Assignment: Rewrite all of the data below as a numbered list with one line per item, leaving out any blank lines.

........

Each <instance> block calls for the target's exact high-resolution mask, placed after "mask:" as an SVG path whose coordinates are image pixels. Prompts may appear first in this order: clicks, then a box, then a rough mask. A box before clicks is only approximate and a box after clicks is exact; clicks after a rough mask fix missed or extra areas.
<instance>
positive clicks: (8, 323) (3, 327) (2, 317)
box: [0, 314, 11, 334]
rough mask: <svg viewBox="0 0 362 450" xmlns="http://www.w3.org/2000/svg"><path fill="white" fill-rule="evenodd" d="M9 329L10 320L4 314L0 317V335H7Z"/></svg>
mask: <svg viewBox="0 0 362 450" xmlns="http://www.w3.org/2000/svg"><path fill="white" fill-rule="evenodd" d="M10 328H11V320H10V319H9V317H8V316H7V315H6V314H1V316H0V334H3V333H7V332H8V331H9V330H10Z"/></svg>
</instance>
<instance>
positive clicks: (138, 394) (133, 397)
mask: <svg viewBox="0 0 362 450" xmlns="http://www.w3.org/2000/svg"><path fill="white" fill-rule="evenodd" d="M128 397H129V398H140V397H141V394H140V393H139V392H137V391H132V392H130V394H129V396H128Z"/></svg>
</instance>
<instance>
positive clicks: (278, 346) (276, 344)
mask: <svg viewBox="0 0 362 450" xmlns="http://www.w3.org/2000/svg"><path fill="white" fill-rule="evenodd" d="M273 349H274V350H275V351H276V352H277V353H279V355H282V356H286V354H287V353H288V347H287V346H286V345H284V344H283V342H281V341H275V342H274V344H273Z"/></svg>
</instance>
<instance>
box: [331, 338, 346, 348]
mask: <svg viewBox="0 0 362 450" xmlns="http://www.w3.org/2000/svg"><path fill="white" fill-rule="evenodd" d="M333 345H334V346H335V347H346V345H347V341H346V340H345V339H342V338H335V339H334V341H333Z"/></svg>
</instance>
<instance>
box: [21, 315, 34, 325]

........

Answer area:
1. Each <instance> block calls for the target's exact high-resolution mask, placed after "mask:" as an SVG path whose coordinates are image pixels. Prompts may appear first in this order: clicks, then a box, then a rough mask. A box before clicks is only approximate and a box after clicks is exact; clicks after a rough mask fix missed or extra areas.
2. <instance>
3. positive clicks: (8, 323) (3, 327) (2, 317)
4. box: [0, 314, 11, 334]
5. rough mask: <svg viewBox="0 0 362 450" xmlns="http://www.w3.org/2000/svg"><path fill="white" fill-rule="evenodd" d="M9 329L10 320L4 314L0 317V335H7Z"/></svg>
6. mask: <svg viewBox="0 0 362 450" xmlns="http://www.w3.org/2000/svg"><path fill="white" fill-rule="evenodd" d="M10 328H11V320H10V319H9V317H8V316H7V315H6V314H1V316H0V334H3V333H7V332H8V331H9V330H10Z"/></svg>
7. </instance>
8. <instance>
9. positive clicks: (138, 394) (133, 397)
10. mask: <svg viewBox="0 0 362 450" xmlns="http://www.w3.org/2000/svg"><path fill="white" fill-rule="evenodd" d="M128 397H129V398H140V397H141V394H140V393H139V392H137V391H132V392H130V394H129V396H128Z"/></svg>
11. </instance>
12. <instance>
13. positive clicks: (278, 346) (276, 344)
14. mask: <svg viewBox="0 0 362 450" xmlns="http://www.w3.org/2000/svg"><path fill="white" fill-rule="evenodd" d="M273 349H274V350H275V351H276V352H277V353H279V355H282V356H286V354H287V353H288V347H287V346H286V345H284V344H283V342H281V341H275V342H274V344H273Z"/></svg>
15. </instance>
16. <instance>
17. box: [331, 338, 346, 348]
18. mask: <svg viewBox="0 0 362 450" xmlns="http://www.w3.org/2000/svg"><path fill="white" fill-rule="evenodd" d="M333 345H334V346H335V347H346V345H347V341H346V340H345V339H342V338H335V339H334V341H333Z"/></svg>
19. </instance>
20. <instance>
21. box: [21, 315, 34, 325]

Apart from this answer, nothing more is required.